[start of Records to process]
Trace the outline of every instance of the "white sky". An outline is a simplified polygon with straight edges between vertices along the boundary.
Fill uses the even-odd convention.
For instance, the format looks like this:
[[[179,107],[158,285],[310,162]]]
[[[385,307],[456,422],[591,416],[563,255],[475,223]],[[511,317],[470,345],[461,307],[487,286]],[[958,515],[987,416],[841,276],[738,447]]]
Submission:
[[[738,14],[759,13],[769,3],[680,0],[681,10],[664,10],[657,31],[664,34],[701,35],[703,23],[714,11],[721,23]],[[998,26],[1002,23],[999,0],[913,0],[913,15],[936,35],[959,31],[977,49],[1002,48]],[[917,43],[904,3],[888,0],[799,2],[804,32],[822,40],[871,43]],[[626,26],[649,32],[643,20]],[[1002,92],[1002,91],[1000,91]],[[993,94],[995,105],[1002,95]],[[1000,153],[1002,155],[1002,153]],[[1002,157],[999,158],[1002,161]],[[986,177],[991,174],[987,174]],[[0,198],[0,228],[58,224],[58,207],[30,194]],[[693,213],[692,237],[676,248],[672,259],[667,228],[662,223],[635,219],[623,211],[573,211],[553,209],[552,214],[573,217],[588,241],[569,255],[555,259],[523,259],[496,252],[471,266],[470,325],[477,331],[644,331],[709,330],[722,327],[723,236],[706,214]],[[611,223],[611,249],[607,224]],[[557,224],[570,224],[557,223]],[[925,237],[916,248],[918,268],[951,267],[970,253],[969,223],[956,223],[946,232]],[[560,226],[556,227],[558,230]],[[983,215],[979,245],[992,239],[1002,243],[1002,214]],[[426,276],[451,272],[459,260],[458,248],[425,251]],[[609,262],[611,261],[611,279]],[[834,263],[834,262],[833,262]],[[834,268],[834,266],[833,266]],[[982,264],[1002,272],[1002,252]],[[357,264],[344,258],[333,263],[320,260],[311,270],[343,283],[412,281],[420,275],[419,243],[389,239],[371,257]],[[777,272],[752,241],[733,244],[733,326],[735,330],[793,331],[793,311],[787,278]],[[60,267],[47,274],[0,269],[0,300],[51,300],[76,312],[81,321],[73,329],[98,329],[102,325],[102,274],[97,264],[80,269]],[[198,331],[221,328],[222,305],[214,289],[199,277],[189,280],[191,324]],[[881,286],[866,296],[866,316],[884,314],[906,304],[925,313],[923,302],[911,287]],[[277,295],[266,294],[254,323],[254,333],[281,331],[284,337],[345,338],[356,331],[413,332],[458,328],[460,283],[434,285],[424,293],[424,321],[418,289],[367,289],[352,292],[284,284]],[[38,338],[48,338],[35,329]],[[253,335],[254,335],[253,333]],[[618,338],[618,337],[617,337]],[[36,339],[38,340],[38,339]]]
[end of Records to process]
> Aim
Count the lines in the rows above that contain the string "instance", and reply with the number only.

> Answer for this exercise
2